*Aim of the task*
Every line of the data should be retyped with no difference from the original.
*** Opening of Data for this task ***
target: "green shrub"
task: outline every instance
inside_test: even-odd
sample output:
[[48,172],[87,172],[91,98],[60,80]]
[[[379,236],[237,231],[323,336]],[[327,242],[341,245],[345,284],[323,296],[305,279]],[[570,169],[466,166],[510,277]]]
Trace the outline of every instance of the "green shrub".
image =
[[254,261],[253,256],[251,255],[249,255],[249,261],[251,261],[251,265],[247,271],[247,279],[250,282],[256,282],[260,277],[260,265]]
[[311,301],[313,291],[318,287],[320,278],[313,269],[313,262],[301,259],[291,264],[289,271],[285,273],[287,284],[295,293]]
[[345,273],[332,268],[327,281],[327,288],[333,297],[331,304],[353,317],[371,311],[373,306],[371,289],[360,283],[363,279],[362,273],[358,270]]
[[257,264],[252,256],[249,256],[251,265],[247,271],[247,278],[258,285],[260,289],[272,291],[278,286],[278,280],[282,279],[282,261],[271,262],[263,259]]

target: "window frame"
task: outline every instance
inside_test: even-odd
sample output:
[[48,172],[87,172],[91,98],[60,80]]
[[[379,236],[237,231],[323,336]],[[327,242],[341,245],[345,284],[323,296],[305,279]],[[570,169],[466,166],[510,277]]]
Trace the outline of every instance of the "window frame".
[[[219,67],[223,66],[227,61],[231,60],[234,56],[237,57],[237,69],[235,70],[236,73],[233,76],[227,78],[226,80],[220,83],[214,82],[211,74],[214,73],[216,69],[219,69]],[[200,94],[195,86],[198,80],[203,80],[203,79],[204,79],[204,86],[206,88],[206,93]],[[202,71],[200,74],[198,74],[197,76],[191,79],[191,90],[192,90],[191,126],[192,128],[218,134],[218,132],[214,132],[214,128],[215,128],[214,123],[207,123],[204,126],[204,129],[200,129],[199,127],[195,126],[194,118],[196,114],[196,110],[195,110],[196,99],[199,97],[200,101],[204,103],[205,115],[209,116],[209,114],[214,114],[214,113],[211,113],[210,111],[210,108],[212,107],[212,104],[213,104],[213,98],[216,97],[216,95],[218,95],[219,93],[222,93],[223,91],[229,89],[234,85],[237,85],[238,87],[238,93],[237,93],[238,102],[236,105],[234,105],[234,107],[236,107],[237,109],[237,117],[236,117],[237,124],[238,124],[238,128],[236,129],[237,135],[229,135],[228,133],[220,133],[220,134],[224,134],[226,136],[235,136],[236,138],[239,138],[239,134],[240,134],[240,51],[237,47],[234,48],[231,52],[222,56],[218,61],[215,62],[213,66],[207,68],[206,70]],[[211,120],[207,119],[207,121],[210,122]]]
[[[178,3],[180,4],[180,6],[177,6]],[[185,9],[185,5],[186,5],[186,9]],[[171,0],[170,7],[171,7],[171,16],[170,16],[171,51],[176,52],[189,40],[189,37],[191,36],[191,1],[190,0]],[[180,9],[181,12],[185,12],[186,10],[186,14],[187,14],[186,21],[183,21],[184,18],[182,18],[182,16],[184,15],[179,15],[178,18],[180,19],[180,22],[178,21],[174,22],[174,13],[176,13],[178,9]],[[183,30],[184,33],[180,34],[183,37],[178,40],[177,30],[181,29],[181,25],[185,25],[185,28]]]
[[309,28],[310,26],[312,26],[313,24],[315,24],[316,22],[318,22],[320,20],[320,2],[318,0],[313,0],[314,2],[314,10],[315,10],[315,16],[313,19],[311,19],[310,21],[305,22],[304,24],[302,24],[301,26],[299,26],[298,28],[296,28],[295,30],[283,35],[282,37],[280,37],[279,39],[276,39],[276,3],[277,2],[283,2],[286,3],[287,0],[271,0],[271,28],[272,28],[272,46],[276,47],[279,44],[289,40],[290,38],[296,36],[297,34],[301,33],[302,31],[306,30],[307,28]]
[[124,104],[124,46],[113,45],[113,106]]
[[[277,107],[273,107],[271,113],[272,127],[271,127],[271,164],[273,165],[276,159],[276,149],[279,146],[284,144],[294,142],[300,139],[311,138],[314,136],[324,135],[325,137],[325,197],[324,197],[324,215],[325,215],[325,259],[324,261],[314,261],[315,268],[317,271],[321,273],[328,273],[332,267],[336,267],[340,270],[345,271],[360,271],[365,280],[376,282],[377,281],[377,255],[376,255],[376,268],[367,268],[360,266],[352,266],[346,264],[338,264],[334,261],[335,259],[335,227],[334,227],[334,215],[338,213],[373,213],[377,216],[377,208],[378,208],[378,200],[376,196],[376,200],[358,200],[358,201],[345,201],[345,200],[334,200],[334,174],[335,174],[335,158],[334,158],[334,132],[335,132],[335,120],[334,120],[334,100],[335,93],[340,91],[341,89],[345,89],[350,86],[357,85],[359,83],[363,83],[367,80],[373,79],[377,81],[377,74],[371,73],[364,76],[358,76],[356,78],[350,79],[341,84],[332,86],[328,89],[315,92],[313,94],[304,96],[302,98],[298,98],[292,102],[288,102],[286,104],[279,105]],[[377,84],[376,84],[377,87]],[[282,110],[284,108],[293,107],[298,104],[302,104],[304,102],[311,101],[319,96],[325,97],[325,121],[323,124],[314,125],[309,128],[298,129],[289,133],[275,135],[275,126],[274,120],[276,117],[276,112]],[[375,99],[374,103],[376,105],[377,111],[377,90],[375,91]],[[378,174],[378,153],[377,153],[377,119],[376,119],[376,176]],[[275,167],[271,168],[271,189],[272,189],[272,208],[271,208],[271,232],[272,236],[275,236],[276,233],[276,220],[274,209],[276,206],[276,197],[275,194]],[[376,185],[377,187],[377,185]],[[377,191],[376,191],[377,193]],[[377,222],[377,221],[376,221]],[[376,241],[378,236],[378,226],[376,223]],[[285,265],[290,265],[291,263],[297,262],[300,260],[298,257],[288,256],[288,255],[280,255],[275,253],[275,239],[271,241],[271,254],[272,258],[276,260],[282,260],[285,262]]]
*** Close of Data for this task ***
*The answer*
target: "green shrub"
task: outline every instance
inside_test: even-odd
sample output:
[[48,172],[87,172],[91,98],[60,80]]
[[[379,236],[237,231],[323,336]],[[327,242],[341,245],[345,284],[323,296],[305,279]],[[570,169],[466,166],[510,277]]]
Trace the outline of every instance of the "green shrub".
image =
[[254,261],[253,256],[251,255],[249,255],[249,261],[251,261],[251,265],[247,271],[247,279],[250,282],[256,282],[260,277],[260,265]]
[[311,301],[313,291],[318,287],[320,278],[313,269],[313,262],[301,259],[291,264],[289,271],[285,273],[287,284],[295,293]]
[[345,273],[332,268],[327,281],[327,288],[333,297],[331,304],[353,317],[371,311],[373,306],[371,289],[360,283],[363,279],[362,273],[358,270]]
[[257,264],[252,256],[249,256],[251,265],[247,271],[247,278],[258,285],[260,289],[272,291],[278,286],[278,280],[282,279],[282,261],[271,262],[263,259]]

target: "window frame"
task: outline every instance
inside_test: even-odd
sample output:
[[48,172],[87,172],[91,98],[60,80]]
[[[379,236],[237,231],[323,336]],[[327,242],[341,245],[345,284],[323,296],[305,279]],[[570,169],[466,166],[510,277]]]
Trace the outline of every instance of the "window frame".
[[[219,67],[223,66],[227,61],[231,60],[234,56],[237,57],[237,69],[235,70],[236,73],[233,76],[227,78],[226,80],[220,83],[214,82],[211,74],[214,73],[216,69],[219,69]],[[200,94],[195,86],[198,80],[203,80],[203,79],[204,79],[204,86],[206,88],[206,93]],[[202,71],[200,74],[198,74],[197,76],[191,79],[191,90],[192,90],[191,126],[192,128],[218,134],[218,132],[214,132],[214,128],[215,128],[214,123],[207,123],[204,126],[204,129],[200,129],[199,127],[195,126],[194,118],[196,114],[196,110],[195,110],[196,99],[199,97],[200,101],[204,103],[205,115],[209,116],[209,114],[214,114],[214,113],[211,113],[210,111],[210,108],[212,107],[212,104],[213,104],[213,98],[216,97],[216,95],[218,95],[219,93],[222,93],[223,91],[229,89],[234,85],[237,85],[238,87],[238,93],[237,93],[238,102],[236,105],[234,105],[234,107],[236,107],[237,109],[237,117],[236,117],[237,124],[238,124],[238,128],[236,129],[237,135],[229,135],[228,133],[220,133],[220,134],[224,134],[226,136],[235,136],[236,138],[239,138],[239,134],[240,134],[240,51],[237,47],[234,48],[231,52],[222,56],[218,61],[215,62],[213,66],[207,68],[206,70]],[[211,120],[207,119],[207,121],[210,122]]]
[[[178,3],[180,4],[180,6],[177,6]],[[185,9],[185,5],[186,5],[186,9]],[[171,0],[170,7],[171,7],[171,16],[170,16],[171,51],[176,52],[189,40],[189,37],[191,36],[191,1],[190,0]],[[180,9],[181,12],[185,12],[186,10],[186,14],[187,14],[186,21],[183,21],[184,18],[182,18],[182,16],[184,15],[179,15],[178,18],[180,19],[180,22],[178,21],[174,22],[174,13],[176,13],[178,9]],[[183,30],[184,33],[180,34],[183,37],[178,40],[177,30],[181,29],[181,25],[185,25],[185,28]]]
[[309,28],[310,26],[312,26],[313,24],[315,24],[316,22],[318,22],[320,20],[320,2],[318,0],[313,0],[314,2],[314,10],[315,10],[315,16],[313,19],[311,19],[310,21],[305,22],[304,24],[302,24],[301,26],[299,26],[298,28],[296,28],[295,30],[283,35],[282,37],[280,37],[279,39],[276,39],[276,3],[277,2],[283,2],[286,3],[287,0],[271,0],[271,28],[272,28],[272,46],[276,47],[279,44],[289,40],[290,38],[296,36],[297,34],[301,33],[302,31],[306,30],[307,28]]
[[124,104],[124,46],[113,45],[113,106]]
[[[277,107],[273,107],[271,113],[272,127],[271,127],[271,164],[273,165],[276,159],[276,149],[279,146],[284,144],[294,142],[300,139],[311,138],[314,136],[324,135],[325,137],[325,197],[324,197],[324,215],[325,215],[325,259],[324,261],[314,261],[315,268],[317,271],[321,273],[328,273],[332,267],[336,267],[340,270],[345,271],[360,271],[365,280],[376,282],[377,281],[377,255],[376,255],[376,268],[367,268],[360,266],[352,266],[346,264],[338,264],[334,261],[335,259],[335,227],[334,227],[334,215],[338,213],[373,213],[377,216],[377,208],[378,208],[378,200],[376,196],[376,200],[358,200],[358,201],[345,201],[345,200],[334,200],[334,174],[335,174],[335,158],[334,158],[334,132],[335,132],[335,120],[334,120],[334,100],[335,93],[340,91],[341,89],[345,89],[350,86],[357,85],[359,83],[363,83],[367,80],[373,79],[377,81],[377,74],[371,73],[364,76],[358,76],[356,78],[350,79],[341,84],[332,86],[328,89],[315,92],[313,94],[304,96],[302,98],[298,98],[292,102],[288,102],[286,104],[279,105]],[[377,84],[376,84],[377,87]],[[282,110],[284,108],[293,107],[298,104],[302,104],[304,102],[311,101],[319,96],[325,97],[325,121],[323,124],[314,125],[309,128],[298,129],[289,133],[275,135],[275,126],[274,120],[276,117],[276,112]],[[375,99],[374,103],[376,105],[377,111],[377,90],[375,91]],[[378,174],[378,153],[377,153],[377,119],[376,119],[376,176]],[[275,167],[271,168],[271,189],[272,189],[272,208],[271,208],[271,232],[272,236],[275,236],[276,233],[276,220],[274,209],[276,206],[276,197],[275,194]],[[376,185],[377,187],[377,185]],[[377,191],[376,191],[377,193]],[[377,222],[377,221],[376,221]],[[376,241],[378,236],[378,226],[376,223]],[[285,265],[290,265],[291,263],[297,262],[300,260],[298,257],[288,256],[288,255],[280,255],[275,253],[275,239],[271,241],[271,254],[272,258],[276,260],[282,260],[285,262]]]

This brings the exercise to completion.